> [EXERCISE DETAILS]: Please repeat every entry exactly as given, apart from dropping the images.

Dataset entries
========
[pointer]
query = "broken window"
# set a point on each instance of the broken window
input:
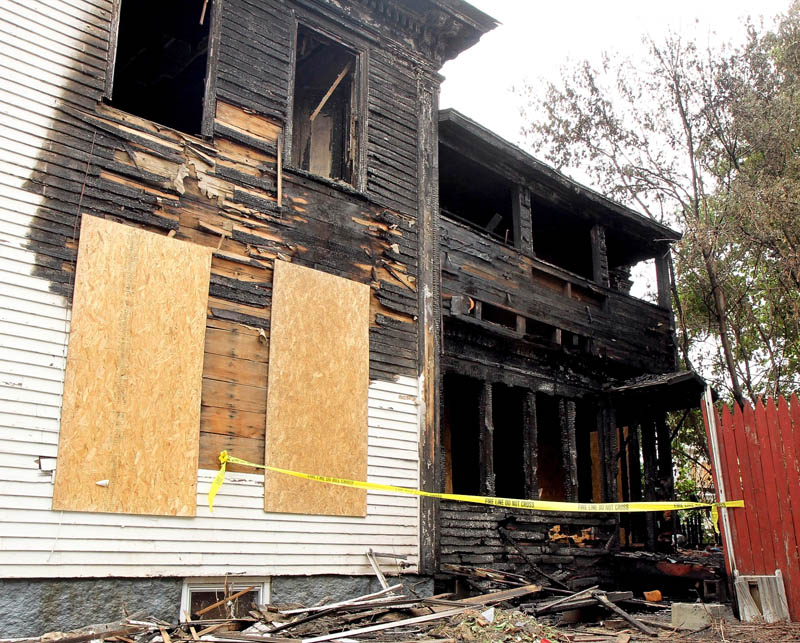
(472, 194)
(549, 453)
(206, 597)
(500, 316)
(461, 434)
(323, 119)
(161, 61)
(509, 441)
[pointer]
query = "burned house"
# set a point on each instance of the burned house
(242, 225)
(555, 380)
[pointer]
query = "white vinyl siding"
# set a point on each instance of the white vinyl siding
(52, 52)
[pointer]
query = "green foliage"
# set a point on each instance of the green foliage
(708, 141)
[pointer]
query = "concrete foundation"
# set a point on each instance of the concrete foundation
(696, 615)
(32, 607)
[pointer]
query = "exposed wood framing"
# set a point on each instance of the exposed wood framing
(429, 309)
(486, 454)
(530, 446)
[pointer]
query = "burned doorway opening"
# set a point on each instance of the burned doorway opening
(162, 60)
(323, 119)
(512, 442)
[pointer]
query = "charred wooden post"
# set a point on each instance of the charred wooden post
(635, 476)
(429, 304)
(566, 416)
(662, 260)
(609, 432)
(486, 441)
(530, 439)
(599, 256)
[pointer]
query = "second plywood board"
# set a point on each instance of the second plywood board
(131, 407)
(317, 391)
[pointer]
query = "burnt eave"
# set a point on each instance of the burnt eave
(558, 186)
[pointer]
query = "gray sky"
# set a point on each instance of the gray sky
(537, 38)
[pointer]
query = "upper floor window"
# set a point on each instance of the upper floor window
(161, 61)
(324, 131)
(471, 193)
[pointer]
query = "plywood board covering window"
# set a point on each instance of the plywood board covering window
(129, 431)
(317, 391)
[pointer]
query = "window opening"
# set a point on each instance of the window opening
(323, 119)
(540, 333)
(461, 434)
(472, 194)
(161, 60)
(563, 240)
(549, 455)
(202, 593)
(508, 418)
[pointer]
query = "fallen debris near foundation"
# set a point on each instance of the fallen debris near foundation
(520, 612)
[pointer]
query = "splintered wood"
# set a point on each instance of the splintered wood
(317, 391)
(131, 410)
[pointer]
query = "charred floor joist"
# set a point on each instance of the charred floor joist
(505, 353)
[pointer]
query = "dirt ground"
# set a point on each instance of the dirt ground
(512, 625)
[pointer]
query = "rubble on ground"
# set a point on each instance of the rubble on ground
(514, 611)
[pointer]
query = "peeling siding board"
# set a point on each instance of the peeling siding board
(317, 394)
(254, 63)
(131, 404)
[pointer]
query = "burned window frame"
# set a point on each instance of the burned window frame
(516, 209)
(212, 13)
(356, 46)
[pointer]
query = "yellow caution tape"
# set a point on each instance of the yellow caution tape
(513, 503)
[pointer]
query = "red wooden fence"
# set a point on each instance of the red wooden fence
(759, 454)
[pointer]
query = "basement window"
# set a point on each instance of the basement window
(323, 118)
(474, 195)
(161, 61)
(499, 316)
(199, 594)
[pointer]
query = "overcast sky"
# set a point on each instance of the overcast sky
(537, 38)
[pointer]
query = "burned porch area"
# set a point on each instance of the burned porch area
(555, 380)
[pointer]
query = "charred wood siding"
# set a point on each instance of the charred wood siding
(473, 535)
(392, 137)
(628, 333)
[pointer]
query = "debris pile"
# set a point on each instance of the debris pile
(518, 612)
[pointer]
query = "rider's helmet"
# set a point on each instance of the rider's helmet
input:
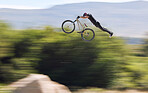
(85, 14)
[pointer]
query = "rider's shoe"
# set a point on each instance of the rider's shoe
(111, 34)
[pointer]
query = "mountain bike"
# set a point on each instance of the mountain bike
(87, 34)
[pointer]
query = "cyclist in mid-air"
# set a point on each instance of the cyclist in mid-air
(96, 23)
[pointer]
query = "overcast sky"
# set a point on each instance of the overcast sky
(39, 4)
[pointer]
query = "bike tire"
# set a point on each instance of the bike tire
(87, 34)
(68, 26)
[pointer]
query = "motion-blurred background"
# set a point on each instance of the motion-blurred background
(31, 41)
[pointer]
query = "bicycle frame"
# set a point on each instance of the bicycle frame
(80, 24)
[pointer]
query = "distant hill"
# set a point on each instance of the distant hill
(124, 19)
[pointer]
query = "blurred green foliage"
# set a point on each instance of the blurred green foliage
(66, 58)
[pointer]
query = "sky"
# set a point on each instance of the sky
(41, 4)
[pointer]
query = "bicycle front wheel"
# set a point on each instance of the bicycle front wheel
(68, 26)
(88, 34)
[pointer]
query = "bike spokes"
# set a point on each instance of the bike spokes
(88, 34)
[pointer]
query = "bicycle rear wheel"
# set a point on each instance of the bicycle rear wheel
(68, 26)
(87, 34)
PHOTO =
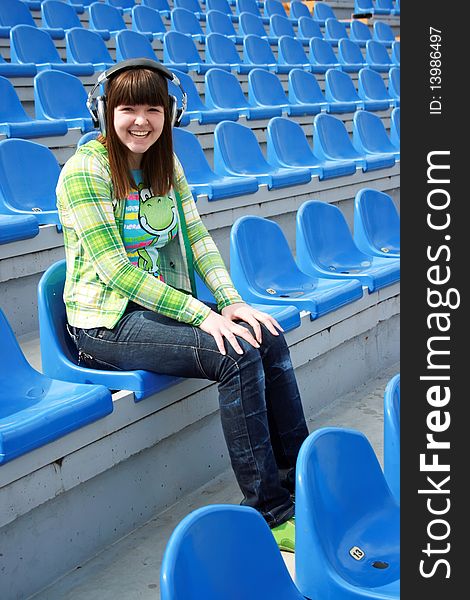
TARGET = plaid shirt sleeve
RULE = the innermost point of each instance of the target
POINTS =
(84, 196)
(207, 259)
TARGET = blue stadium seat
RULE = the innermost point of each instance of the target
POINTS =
(250, 6)
(162, 6)
(184, 21)
(377, 57)
(104, 17)
(59, 354)
(392, 435)
(17, 227)
(222, 53)
(394, 85)
(371, 88)
(14, 12)
(340, 90)
(148, 22)
(36, 409)
(250, 24)
(396, 53)
(265, 89)
(308, 28)
(193, 6)
(131, 44)
(322, 12)
(395, 127)
(207, 556)
(287, 146)
(360, 33)
(376, 223)
(370, 136)
(85, 46)
(334, 31)
(16, 123)
(223, 91)
(219, 22)
(304, 87)
(237, 152)
(299, 9)
(31, 45)
(332, 142)
(325, 248)
(290, 52)
(196, 108)
(9, 69)
(200, 176)
(257, 52)
(28, 177)
(180, 52)
(322, 56)
(264, 271)
(58, 14)
(222, 6)
(383, 33)
(345, 549)
(350, 56)
(60, 95)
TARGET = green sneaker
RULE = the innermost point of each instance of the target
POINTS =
(285, 536)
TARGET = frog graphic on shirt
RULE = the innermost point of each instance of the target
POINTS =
(157, 216)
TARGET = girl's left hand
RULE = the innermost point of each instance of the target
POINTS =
(244, 312)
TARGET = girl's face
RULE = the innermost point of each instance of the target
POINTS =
(138, 127)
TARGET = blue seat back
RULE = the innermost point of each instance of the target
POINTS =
(280, 25)
(59, 14)
(31, 44)
(392, 435)
(333, 466)
(86, 46)
(291, 52)
(339, 87)
(376, 223)
(359, 32)
(308, 28)
(304, 87)
(179, 48)
(220, 49)
(185, 21)
(321, 52)
(207, 557)
(11, 109)
(265, 88)
(299, 9)
(145, 19)
(132, 44)
(219, 22)
(105, 16)
(224, 90)
(59, 95)
(28, 177)
(257, 51)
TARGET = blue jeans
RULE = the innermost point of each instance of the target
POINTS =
(260, 406)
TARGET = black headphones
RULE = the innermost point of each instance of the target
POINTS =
(97, 104)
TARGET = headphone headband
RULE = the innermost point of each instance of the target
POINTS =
(97, 105)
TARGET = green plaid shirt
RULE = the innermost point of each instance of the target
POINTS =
(100, 279)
========
> [RESULT OF THE TASK]:
[pointer]
query = "broken window"
# set a point on each instance of the broken window
input:
(472, 194)
(549, 453)
(206, 597)
(500, 316)
(461, 434)
(323, 119)
(161, 61)
(509, 441)
[pointer]
query = "burned house"
# set a point on each instance of the burned house
(242, 225)
(555, 380)
[pointer]
query = "white vinyl siding"
# set a point on each instance of the white vinyl siding
(52, 52)
[pointer]
query = "green foliage"
# set a point on each instance of the green foliage
(708, 141)
[pointer]
query = "concrete foundation"
# set a point on each instance of the concrete foundation
(696, 615)
(32, 607)
[pointer]
query = "exposed wood framing"
# set a point on each instance of the exposed wood framing
(429, 309)
(486, 454)
(530, 446)
[pointer]
query = "burned doorway opening"
# set a point on each instance of the burned doorway opening
(162, 60)
(323, 119)
(512, 442)
[pointer]
query = "charred wooden post"
# set a point on each instance of the charred wooden post
(635, 476)
(429, 304)
(566, 416)
(662, 260)
(609, 432)
(486, 441)
(530, 439)
(599, 256)
[pointer]
query = "second plywood board"
# set a point on each instance of the second plywood board
(131, 407)
(317, 391)
[pointer]
query = "burnt eave"
# set a point on each instance of the burnt eave
(558, 186)
[pointer]
query = "gray sky"
# set a point on each instance of the gray sky
(537, 38)
[pointer]
query = "upper floor window"
# set a point on each instance of the upper floor window
(161, 61)
(324, 131)
(471, 193)
[pointer]
query = "plywood board covering window"
# set a point on each instance of the plywood board covering window
(129, 431)
(317, 391)
[pointer]
query = "window opening"
# set a point on each instance of the window opening
(323, 119)
(540, 333)
(461, 434)
(472, 194)
(161, 60)
(563, 240)
(549, 455)
(202, 593)
(508, 418)
[pointer]
query = "fallen debris near foundation"
# set a point on each instance of the fallen debris near foundation
(520, 612)
[pointer]
query = "splintered wood"
# set a point on each instance of the splintered wood
(317, 391)
(131, 410)
[pointer]
query = "charred floor joist"
# set a point on each instance of the charred floor joist
(505, 353)
[pointer]
query = "dirt ground"
# set a point on each instance of the dirt ground
(512, 625)
[pointer]
query = "rubble on ground"
# set a point on each instance of the rubble on ground
(514, 611)
[pointer]
query = "peeling siding board"
# set a point on each instance of the peeling siding board
(317, 394)
(254, 63)
(131, 404)
[pointer]
query = "burned window frame"
# set a point on each instance of the burned window frame
(516, 209)
(212, 13)
(356, 46)
[pointer]
query = "yellow caution tape"
# set a point on each instance of the yellow caution tape
(513, 503)
[pointer]
query = "red wooden fence"
# set a point on each instance of the red wooden fence
(759, 454)
[pointer]
query = "basement window"
# set a point on each instance of the basement window
(323, 118)
(474, 195)
(161, 61)
(499, 316)
(199, 594)
[pointer]
query = "overcast sky"
# set a point on each instance of the overcast sky
(537, 38)
[pointer]
query = "burned porch area"
# set a point on each instance of the burned porch area
(555, 380)
[pointer]
query = "charred wood siding"
# set a point on each instance of the charred wood siding
(473, 535)
(392, 137)
(628, 333)
[pointer]
query = "debris pile"
# set a point on each instance of the debris pile
(518, 612)
[pointer]
query = "rider's helmet"
# set a point on each instance of the rider's helmet
input:
(85, 14)
[pointer]
query = "rider's shoe"
# set a point on each instance of the rider's shoe
(111, 34)
[pointer]
query = "mountain bike"
# set a point on each instance of the mountain bike
(87, 34)
[pointer]
query = "cyclist in mid-air"
# set a point on each instance of the cyclist in mid-air
(96, 23)
[pointer]
query = "overcast sky"
# set a point on each instance of the overcast sky
(39, 4)
[pointer]
query = "bike tire"
# set a point on each instance of the bike tire
(87, 34)
(68, 26)
[pointer]
query = "motion-blurred background"
# set a point on each instance of the motion-blurred background
(31, 41)
[pointer]
query = "bicycle frame"
# set a point on each instance of the bicycle frame
(80, 24)
[pointer]
query = "distant hill"
# set a point on each instance of the distant hill
(124, 19)
[pointer]
query = "blurred green foliage"
# set a point on each instance of the blurred green foliage
(66, 58)
[pointer]
query = "sky"
# set a point on each instance of the sky
(41, 4)
[pointer]
query = "bicycle front wheel"
# set a point on each instance of the bicycle front wheel
(68, 26)
(88, 34)
[pointer]
query = "bike spokes"
# set a point on each instance of the bike spokes
(88, 34)
[pointer]
query = "bicycle rear wheel"
# set a point on each instance of the bicycle rear wheel
(68, 26)
(87, 34)
PHOTO =
TARGET = plaid shirt sleeve
RULE = the innermost point of each instance of the target
POINTS =
(84, 196)
(207, 259)
TARGET = blue stadium seat
RULE = the innermost point of each instance of the target
POINTS =
(250, 6)
(162, 6)
(184, 21)
(377, 57)
(104, 17)
(59, 354)
(392, 435)
(17, 227)
(222, 53)
(394, 85)
(371, 88)
(14, 12)
(340, 90)
(148, 22)
(36, 409)
(250, 24)
(396, 53)
(265, 89)
(308, 28)
(193, 6)
(131, 44)
(322, 12)
(395, 127)
(207, 556)
(287, 146)
(360, 33)
(376, 223)
(370, 136)
(85, 46)
(334, 31)
(16, 123)
(223, 91)
(219, 22)
(304, 87)
(237, 152)
(299, 9)
(31, 45)
(332, 142)
(325, 248)
(290, 52)
(196, 108)
(9, 69)
(200, 176)
(257, 52)
(28, 177)
(180, 52)
(322, 56)
(264, 271)
(58, 14)
(222, 6)
(383, 33)
(345, 549)
(350, 56)
(60, 95)
TARGET = green sneaker
RULE = the innermost point of each instance of the target
POINTS =
(285, 536)
TARGET = frog graphic on shirt
RULE = the innermost point of each instance of the target
POINTS =
(157, 216)
TARGET = girl's left hand
RULE = the innermost point of each instance of the target
POINTS =
(244, 312)
TARGET = girl's face
RULE = the innermost point of each instance of the target
POINTS =
(138, 127)
TARGET = blue seat back
RULE = the innermost point of each instance of the target
POINTS =
(280, 25)
(59, 14)
(31, 44)
(392, 435)
(333, 466)
(86, 46)
(291, 52)
(339, 87)
(376, 223)
(359, 32)
(308, 28)
(304, 87)
(179, 48)
(220, 49)
(185, 21)
(321, 52)
(207, 557)
(11, 109)
(265, 88)
(299, 9)
(145, 19)
(132, 44)
(219, 22)
(105, 16)
(224, 90)
(59, 95)
(28, 177)
(257, 51)
TARGET = blue jeans
RULE = the innermost point of each instance of the target
POINTS =
(260, 406)
TARGET = black headphones
RULE = the innermost point of each instance of the target
POINTS =
(97, 104)
TARGET = headphone headband
RULE = the innermost point of each instance of the target
POINTS =
(97, 105)
TARGET = green plaid shirt
RULE = the innermost point of each instance of the target
POINTS =
(100, 279)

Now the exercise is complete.